*** Begin section ***
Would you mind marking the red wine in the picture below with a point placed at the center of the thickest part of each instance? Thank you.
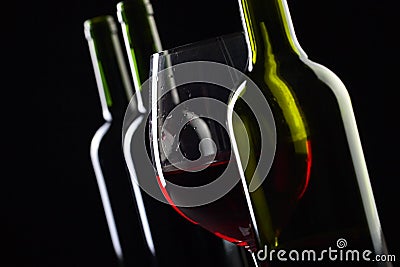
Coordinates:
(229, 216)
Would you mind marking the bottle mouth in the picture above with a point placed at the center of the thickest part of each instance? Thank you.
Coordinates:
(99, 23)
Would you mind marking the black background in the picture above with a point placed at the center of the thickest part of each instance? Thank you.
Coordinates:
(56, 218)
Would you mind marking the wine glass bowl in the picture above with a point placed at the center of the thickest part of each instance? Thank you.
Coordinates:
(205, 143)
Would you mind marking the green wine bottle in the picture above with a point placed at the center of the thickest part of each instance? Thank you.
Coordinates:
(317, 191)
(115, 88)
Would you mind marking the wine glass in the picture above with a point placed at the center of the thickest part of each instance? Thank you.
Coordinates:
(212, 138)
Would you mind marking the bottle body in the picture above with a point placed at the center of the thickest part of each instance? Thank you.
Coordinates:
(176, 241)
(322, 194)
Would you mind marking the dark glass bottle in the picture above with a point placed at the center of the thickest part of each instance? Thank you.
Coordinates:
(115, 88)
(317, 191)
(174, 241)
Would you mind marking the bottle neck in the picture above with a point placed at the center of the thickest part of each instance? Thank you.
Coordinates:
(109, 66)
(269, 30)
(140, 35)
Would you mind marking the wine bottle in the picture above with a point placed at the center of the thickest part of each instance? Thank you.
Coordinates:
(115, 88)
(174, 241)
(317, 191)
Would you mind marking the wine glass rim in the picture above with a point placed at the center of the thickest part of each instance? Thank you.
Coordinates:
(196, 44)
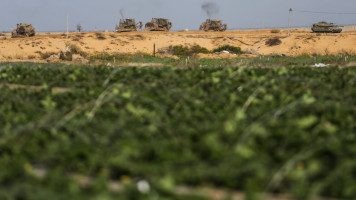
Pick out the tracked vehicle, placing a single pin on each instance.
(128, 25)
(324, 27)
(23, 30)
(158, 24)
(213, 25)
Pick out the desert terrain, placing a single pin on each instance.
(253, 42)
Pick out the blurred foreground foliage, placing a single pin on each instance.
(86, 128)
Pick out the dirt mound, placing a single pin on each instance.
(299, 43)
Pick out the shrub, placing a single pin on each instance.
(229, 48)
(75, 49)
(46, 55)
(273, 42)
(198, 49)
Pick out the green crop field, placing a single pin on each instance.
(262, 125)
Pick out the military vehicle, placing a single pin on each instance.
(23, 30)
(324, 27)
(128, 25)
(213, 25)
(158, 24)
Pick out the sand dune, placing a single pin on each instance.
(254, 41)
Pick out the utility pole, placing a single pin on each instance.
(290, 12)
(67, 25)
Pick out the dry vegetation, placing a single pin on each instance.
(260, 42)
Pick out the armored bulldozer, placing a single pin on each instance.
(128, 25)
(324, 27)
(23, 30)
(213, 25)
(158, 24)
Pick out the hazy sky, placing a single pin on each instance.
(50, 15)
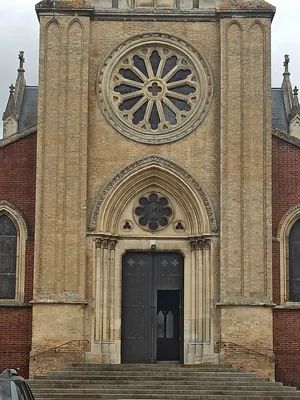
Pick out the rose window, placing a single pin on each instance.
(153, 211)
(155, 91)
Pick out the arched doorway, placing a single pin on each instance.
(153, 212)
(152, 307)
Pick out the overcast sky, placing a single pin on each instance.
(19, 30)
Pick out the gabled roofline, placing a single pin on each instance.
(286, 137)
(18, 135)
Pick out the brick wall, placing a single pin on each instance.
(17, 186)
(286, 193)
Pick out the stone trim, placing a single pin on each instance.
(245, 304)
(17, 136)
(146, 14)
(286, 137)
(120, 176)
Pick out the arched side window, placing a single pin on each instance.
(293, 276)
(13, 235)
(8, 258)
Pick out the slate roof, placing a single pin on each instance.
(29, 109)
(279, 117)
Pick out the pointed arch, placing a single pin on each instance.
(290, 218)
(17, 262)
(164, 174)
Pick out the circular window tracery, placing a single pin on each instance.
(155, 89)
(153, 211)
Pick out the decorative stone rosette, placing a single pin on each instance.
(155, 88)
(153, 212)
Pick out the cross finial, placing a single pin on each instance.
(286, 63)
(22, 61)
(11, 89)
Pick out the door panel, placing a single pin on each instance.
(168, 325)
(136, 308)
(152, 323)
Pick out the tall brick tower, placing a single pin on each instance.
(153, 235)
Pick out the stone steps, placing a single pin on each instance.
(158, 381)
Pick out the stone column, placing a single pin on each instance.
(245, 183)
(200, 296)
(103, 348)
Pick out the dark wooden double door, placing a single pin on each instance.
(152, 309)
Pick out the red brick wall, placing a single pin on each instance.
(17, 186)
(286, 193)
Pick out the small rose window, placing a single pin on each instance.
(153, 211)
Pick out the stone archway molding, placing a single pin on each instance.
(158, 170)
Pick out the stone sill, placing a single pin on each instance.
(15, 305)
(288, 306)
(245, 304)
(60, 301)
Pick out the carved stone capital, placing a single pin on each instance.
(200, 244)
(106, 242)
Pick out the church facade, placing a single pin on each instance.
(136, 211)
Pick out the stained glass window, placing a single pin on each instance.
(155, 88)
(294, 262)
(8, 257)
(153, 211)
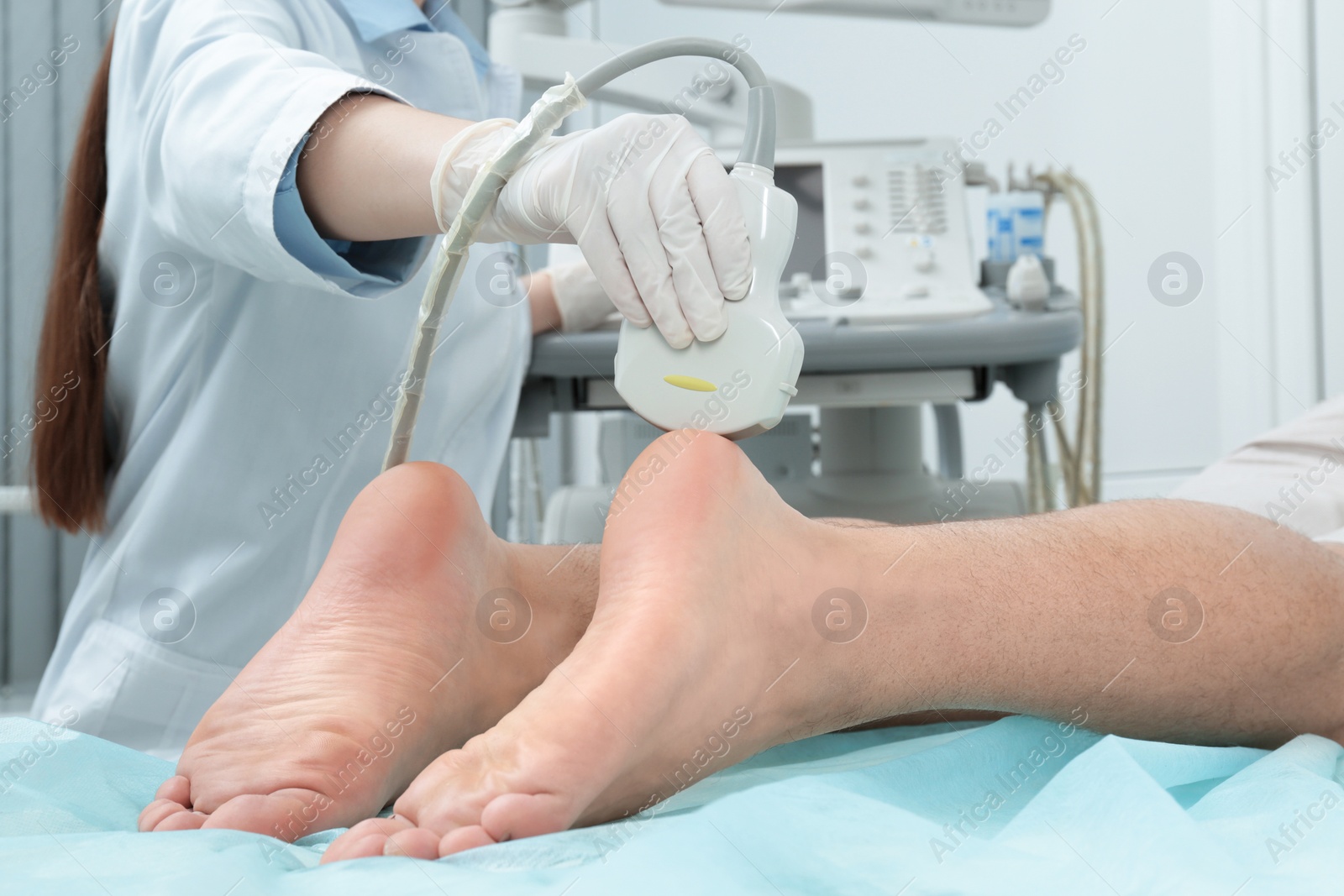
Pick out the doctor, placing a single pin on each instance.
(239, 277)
*** End section ***
▸ WHAT YOU HAVE TO DO
Quote every record above exactly, leaving out the pictures.

▸ SOLUTION BELOW
Would you mind marking the red wine in the picture below with a point placed at the center of the thickest part of each instance? Thank you.
Coordinates:
(229, 216)
Would you mind marking the bottle mouth in the picture above with a point placed at the center of the thickest part of each instance? Thank you.
Coordinates:
(99, 23)
Would you mind marking the black background in the picture above with a point placed at the center of the thickest part of each instance? Thank you.
Coordinates:
(56, 218)
Would you mind marking the wine glass bowl in the picture above with a point placed at the center of the thickest part of each instance? Thank you.
Coordinates:
(205, 143)
Would you mind marking the green wine bottle in the picture above with a point placed at the center of the thickest part of each instance? Thank you.
Coordinates:
(317, 191)
(115, 88)
Would you mind marking the wine glass in the picture above with a point placed at the center of the thickest part of each instance? Thank you.
Coordinates:
(212, 138)
Would you mind marking the bottle body in the picture above with a point placed at the center of the thickest part of each instance? Thank you.
Coordinates:
(176, 241)
(322, 194)
Would you mind marking the dark glass bottle in the picture above with a point placed at the center of the thickest part of each instance? Thank you.
Coordinates:
(115, 88)
(317, 191)
(174, 241)
Would you mind marking the bottle neck in the picture above with a point placed at the center of the thickest part of each instance? Thank you.
Coordinates:
(109, 66)
(269, 30)
(140, 35)
Would you mind marking the wine bottle in the picture above with a point placed at the center of the thickest part of each instance? Thank you.
Coordinates:
(115, 88)
(174, 241)
(317, 191)
Would you mind marking the wine glass rim in the picture above with a point placed at the center of the thickest part of each instance? Thank you.
Coordinates:
(196, 44)
Pick out the tracked vehicle, placing a single pin on each instance.
(128, 25)
(324, 27)
(23, 30)
(158, 24)
(213, 25)
Pick out the desert terrain, placing a single pin on each instance.
(253, 42)
Pick out the blurred foreground foliage, placing a single pin on each instance.
(86, 128)
Pick out the dirt mound, placing a single pin on each instance.
(299, 43)
Pick out the shrub, placing a single pin on each instance.
(229, 48)
(75, 49)
(46, 55)
(273, 42)
(198, 49)
Pick out the green crop field, placing a single pin on each instance.
(262, 125)
Pick out the military vehicle, placing a single pin on each instance.
(23, 30)
(324, 27)
(128, 25)
(213, 25)
(158, 24)
Pick out the sand dune, placing a single pin on each instance.
(254, 41)
Pick out the utility pole, placing a single pin on each instance.
(290, 12)
(67, 25)
Pick out the dry vegetation, placing a single pin on each instance.
(260, 42)
Pick out the armored bulldozer, placing a single pin on each instance.
(128, 25)
(324, 27)
(23, 30)
(213, 25)
(158, 24)
Pick out the hazy sky, placing a single pin on each instance.
(50, 15)
Pick out the rose window, placing a single pin on each instance.
(153, 211)
(155, 91)
Pick out the arched doorway, placing a single pin on each instance.
(153, 212)
(152, 307)
Pick out the overcast sky, placing a single pin on each instance.
(19, 30)
Pick out the gabled roofline, placing a single pin on each instance.
(286, 137)
(18, 135)
Pick out the brick wall, placing a single pin on each instance.
(17, 186)
(286, 193)
Pick out the stone trim, placing a single pin on each instance.
(245, 304)
(17, 136)
(146, 14)
(286, 137)
(120, 176)
Pick out the arched side window, placing a single pin on each instance.
(293, 276)
(13, 235)
(8, 258)
Pick out the slate roof, placing a single pin on each instance.
(29, 109)
(279, 117)
Pick out the pointed arch, placing a single pin on each instance.
(290, 218)
(17, 262)
(164, 174)
Pick out the circular window tracery, placing a single pin on each instance.
(155, 89)
(153, 211)
Pick out the decorative stone rosette, placing a single pin on each instance.
(155, 88)
(153, 212)
Pick out the cross finial, placing a single pin on each instance.
(286, 63)
(22, 61)
(11, 89)
Pick out the door panel, placing a single pin on each instance.
(168, 325)
(136, 308)
(152, 323)
Pick out the tall brick tower, placing a single pin on each instance.
(153, 235)
Pick out the stone steps, placing a single pin on each instance.
(158, 381)
Pick out the stone column, placing a single pin on each instance.
(245, 183)
(200, 296)
(103, 348)
Pick out the dark wooden double door, placing a single pin on each instance.
(152, 309)
Pick out the red brick wall, placing a single pin on each instance.
(17, 186)
(286, 193)
Pick out the small rose window, placing a single pin on each instance.
(153, 211)
Pick out the stone archway molding, placing a single pin on each instance.
(158, 170)
Pick out the stone sill, placing a single pin on each instance.
(15, 305)
(288, 306)
(245, 304)
(60, 301)
Pick out the carved stone capital, placing a single pin on each instance.
(200, 244)
(106, 242)
Pick out the church facade, placing a single pin on each instance.
(136, 211)
Pick out the stained glass window, placing a single pin on each instance.
(155, 88)
(294, 262)
(8, 257)
(153, 211)
Pick out the doctor, placing a single pin on each instance.
(239, 277)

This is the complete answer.